What is asked
Pick out each of the lines below that contains the string "building" and copy it as it appears. Uppercase and lowercase letters count as different.
+++ Given data
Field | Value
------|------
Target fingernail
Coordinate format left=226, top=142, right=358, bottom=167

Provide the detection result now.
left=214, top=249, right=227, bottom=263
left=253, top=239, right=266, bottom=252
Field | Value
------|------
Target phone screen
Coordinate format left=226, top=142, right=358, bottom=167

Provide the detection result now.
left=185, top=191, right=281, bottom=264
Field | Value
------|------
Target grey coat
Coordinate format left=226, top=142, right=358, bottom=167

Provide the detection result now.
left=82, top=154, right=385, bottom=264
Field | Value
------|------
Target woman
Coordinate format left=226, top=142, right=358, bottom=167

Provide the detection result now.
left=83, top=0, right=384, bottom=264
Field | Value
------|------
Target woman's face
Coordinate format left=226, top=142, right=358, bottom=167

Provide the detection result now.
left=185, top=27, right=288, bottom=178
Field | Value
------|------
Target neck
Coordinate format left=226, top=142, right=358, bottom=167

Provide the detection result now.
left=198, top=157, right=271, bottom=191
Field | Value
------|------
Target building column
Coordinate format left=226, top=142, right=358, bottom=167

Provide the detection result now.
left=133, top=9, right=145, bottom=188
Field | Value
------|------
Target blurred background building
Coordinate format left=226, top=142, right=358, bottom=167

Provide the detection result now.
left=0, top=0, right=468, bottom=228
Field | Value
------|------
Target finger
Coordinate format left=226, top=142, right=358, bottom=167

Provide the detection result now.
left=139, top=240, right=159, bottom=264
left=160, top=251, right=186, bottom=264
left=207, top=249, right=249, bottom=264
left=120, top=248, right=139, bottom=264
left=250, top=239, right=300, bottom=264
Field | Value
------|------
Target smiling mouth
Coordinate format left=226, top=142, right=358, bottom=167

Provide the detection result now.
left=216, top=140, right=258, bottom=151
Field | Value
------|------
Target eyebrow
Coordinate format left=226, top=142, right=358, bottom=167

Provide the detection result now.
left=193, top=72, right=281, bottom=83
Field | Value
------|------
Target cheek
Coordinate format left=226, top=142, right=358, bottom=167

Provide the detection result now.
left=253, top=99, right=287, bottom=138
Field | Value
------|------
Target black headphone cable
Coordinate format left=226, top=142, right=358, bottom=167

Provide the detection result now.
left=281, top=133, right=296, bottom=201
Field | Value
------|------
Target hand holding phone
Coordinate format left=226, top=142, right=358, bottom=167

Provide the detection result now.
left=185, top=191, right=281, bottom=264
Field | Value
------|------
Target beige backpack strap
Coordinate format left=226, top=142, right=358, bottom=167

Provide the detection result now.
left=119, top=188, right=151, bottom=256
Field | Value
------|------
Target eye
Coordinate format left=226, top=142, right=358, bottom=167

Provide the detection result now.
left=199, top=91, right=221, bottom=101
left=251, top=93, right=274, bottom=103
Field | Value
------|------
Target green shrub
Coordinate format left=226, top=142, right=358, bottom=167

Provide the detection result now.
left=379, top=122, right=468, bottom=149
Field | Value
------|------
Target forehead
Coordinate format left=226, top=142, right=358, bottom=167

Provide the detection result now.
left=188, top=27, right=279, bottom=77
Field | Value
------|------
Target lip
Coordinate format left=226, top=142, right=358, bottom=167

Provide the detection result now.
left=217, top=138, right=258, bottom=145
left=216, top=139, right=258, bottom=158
++++++
Written reply
Target building column
Target blurred background building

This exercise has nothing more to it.